START

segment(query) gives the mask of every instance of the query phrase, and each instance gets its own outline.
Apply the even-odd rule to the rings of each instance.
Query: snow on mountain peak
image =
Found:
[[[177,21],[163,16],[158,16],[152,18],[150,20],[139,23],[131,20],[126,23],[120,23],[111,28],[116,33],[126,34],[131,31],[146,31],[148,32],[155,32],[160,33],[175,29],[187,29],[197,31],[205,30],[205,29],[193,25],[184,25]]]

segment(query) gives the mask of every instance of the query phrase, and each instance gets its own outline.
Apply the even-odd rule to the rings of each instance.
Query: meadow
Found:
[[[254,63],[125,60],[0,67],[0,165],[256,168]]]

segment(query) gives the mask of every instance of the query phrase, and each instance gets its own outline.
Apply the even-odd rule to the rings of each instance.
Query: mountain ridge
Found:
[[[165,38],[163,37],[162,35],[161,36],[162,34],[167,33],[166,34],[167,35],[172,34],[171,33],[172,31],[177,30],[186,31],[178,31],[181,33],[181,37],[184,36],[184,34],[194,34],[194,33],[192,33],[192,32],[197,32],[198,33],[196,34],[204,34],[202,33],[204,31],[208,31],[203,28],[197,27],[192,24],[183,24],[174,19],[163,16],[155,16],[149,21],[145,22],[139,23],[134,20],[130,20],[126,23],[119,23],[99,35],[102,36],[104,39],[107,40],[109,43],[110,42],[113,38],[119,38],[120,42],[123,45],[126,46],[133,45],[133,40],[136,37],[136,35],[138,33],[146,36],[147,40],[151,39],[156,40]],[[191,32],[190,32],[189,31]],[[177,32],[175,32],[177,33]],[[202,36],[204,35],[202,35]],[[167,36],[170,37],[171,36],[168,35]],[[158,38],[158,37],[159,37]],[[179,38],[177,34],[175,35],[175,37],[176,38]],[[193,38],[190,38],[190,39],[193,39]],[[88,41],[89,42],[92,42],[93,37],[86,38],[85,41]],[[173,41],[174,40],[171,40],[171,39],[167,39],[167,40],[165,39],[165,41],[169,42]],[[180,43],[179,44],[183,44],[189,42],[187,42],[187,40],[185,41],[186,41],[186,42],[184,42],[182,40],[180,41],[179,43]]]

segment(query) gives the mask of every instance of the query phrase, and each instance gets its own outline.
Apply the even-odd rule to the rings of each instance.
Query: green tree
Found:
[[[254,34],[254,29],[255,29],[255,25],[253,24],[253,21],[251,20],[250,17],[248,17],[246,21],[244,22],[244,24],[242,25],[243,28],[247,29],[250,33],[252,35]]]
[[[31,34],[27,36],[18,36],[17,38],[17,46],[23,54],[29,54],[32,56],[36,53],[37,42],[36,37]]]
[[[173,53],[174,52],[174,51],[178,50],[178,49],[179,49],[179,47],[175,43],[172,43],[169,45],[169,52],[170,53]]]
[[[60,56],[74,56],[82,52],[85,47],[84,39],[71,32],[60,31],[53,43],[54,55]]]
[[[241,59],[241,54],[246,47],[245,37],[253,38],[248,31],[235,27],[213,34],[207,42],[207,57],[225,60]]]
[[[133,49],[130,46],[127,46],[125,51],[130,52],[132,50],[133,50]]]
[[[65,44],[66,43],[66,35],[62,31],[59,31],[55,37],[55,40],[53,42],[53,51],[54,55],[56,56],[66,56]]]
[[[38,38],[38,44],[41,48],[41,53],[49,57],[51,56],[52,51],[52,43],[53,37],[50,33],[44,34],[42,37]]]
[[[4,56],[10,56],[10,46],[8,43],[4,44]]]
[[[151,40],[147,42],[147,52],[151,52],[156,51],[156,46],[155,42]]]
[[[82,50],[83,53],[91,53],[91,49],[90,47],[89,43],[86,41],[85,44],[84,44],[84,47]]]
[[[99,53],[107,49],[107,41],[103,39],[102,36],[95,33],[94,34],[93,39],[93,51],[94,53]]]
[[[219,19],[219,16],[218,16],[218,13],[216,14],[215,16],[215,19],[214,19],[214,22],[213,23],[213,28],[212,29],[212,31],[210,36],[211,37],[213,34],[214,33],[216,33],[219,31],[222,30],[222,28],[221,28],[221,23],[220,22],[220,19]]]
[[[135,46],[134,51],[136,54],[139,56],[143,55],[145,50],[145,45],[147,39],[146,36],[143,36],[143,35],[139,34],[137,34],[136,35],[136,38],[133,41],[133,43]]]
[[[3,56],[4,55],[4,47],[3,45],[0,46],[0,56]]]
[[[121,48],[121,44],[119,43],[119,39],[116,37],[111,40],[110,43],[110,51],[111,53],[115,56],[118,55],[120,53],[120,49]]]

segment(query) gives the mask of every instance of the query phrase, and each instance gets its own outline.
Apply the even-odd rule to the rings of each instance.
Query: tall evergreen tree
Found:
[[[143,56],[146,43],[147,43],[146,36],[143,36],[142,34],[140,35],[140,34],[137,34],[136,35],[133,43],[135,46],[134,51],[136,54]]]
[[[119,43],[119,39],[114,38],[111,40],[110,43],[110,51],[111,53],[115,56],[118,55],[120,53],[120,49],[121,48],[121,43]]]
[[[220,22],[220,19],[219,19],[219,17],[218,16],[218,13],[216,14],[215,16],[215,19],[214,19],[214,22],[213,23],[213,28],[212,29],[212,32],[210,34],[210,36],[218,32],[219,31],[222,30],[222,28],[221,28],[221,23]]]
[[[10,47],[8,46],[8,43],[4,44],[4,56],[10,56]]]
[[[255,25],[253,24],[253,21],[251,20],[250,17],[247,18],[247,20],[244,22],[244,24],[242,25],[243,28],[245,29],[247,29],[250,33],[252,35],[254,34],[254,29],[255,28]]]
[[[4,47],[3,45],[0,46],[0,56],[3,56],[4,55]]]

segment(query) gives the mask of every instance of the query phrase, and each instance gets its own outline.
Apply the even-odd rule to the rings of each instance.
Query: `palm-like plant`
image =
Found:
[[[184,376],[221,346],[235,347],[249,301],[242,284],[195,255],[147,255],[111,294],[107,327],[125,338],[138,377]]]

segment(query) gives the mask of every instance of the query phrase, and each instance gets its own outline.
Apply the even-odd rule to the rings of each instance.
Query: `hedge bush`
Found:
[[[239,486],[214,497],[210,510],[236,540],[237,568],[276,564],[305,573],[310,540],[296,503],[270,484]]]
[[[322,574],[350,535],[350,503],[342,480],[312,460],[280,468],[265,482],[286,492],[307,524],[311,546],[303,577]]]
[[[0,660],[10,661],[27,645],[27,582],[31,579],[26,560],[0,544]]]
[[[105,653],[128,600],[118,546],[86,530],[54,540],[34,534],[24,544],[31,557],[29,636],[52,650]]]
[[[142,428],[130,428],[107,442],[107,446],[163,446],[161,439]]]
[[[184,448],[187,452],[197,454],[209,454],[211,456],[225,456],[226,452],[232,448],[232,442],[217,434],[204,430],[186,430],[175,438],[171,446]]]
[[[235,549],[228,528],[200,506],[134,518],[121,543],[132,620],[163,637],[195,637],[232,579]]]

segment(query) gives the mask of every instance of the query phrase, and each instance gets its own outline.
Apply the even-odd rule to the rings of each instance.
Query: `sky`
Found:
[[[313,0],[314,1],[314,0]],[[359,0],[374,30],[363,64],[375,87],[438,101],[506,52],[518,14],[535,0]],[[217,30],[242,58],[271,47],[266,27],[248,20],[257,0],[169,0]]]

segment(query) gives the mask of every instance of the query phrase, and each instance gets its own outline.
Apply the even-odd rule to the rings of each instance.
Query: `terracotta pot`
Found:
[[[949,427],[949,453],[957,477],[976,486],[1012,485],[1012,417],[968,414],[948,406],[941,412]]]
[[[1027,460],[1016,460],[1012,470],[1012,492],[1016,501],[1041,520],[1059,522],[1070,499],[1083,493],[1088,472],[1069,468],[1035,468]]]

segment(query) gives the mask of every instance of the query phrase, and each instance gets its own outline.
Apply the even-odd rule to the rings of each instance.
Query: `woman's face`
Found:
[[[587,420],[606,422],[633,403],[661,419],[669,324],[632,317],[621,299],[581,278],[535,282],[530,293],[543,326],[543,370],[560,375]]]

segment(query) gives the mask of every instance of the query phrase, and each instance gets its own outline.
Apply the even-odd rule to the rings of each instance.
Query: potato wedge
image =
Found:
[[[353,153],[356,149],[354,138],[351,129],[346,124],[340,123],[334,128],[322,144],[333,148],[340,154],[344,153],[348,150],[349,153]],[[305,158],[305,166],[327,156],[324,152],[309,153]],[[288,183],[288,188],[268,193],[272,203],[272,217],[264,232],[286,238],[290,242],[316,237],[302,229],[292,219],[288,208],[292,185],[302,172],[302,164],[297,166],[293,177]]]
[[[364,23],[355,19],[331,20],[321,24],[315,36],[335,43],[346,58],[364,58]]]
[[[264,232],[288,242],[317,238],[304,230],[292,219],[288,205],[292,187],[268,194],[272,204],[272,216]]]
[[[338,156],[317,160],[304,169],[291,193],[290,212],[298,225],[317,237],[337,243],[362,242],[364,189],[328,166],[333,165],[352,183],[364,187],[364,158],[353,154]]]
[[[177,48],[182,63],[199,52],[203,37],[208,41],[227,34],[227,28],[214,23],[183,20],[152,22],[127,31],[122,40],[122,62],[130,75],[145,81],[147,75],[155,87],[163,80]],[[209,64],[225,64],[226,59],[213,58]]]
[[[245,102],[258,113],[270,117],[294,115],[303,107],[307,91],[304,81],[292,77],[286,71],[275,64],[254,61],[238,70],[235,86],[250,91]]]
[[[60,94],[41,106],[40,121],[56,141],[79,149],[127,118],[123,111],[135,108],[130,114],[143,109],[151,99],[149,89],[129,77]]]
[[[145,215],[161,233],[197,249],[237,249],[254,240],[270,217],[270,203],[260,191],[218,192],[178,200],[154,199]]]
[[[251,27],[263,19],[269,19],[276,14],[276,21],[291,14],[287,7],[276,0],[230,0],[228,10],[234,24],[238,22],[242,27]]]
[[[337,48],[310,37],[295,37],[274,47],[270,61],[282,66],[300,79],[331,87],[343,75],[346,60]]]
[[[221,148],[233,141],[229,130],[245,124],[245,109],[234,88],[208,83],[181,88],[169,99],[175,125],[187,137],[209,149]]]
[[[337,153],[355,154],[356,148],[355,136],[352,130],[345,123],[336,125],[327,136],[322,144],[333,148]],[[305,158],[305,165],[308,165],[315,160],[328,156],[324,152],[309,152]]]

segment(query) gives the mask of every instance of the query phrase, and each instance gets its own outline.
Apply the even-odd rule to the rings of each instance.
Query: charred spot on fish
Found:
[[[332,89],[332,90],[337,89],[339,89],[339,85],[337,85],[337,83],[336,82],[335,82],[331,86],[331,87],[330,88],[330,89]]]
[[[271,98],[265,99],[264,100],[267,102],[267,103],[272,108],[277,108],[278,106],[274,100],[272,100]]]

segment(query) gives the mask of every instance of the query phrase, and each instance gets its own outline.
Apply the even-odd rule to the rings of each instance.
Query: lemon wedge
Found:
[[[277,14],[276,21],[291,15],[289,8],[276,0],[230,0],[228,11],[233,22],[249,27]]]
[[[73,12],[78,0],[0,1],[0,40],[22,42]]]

END

**Task to carry out**. Reproduce the items verbatim, from their first line through the line that contains "[[[254,63],[125,60],[0,67],[0,165],[256,168]]]", including both of those lines.

**The answer**.
segment(query) gives the mask of every instance of the query phrase, and each instance gets its own outline.
Apply the even-odd rule to the rings of each instance.
Query: snow on mountain peak
image =
Found:
[[[177,21],[163,16],[158,16],[152,18],[150,20],[139,23],[131,20],[126,23],[120,23],[111,28],[116,33],[126,34],[131,31],[146,31],[148,32],[155,32],[160,33],[175,29],[187,29],[197,31],[205,30],[205,29],[193,25],[184,25]]]

segment(query) gives the mask of every instance of the query phrase, and each instance gets its own outline.
Apply the even-odd rule to the rings of each instance.
Query: meadow
Found:
[[[254,63],[125,60],[0,67],[0,165],[256,168]]]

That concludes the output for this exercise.